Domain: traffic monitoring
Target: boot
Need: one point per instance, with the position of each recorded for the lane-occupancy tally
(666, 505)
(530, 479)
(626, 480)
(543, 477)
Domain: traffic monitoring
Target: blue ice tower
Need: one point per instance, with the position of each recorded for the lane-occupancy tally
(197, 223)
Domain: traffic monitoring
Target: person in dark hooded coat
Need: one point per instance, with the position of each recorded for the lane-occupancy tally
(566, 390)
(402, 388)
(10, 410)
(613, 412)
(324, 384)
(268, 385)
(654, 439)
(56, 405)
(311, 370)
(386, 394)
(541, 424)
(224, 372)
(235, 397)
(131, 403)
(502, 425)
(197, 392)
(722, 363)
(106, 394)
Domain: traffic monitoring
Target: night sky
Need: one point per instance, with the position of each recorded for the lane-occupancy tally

Exercise prompt: Rewrite the listing above, putting "lane count" in place of "lane-occupancy tally" each time it occurs and keeping all other text identical.

Task solution:
Domain: traffic monitoring
Target: boot
Need: one point per instance, with the position of each recorded for the lane count
(666, 505)
(530, 479)
(626, 480)
(543, 477)
Domain: traffic monitoring
Target: blue ice tower
Need: one point per instance, with the position of each recorded for the lane count
(197, 223)
Domain: traffic monitoring
Target: person in dark hooded coat
Need: one point per instance, with the position of each recorded for the lane count
(566, 390)
(402, 388)
(10, 410)
(613, 412)
(324, 384)
(268, 385)
(654, 439)
(56, 405)
(311, 370)
(386, 394)
(541, 424)
(224, 372)
(235, 397)
(131, 403)
(502, 425)
(197, 392)
(722, 363)
(106, 394)
Domain: traffic monitoring
Target: night sky
Need: one point per instance, with the position of each recorded for the lane count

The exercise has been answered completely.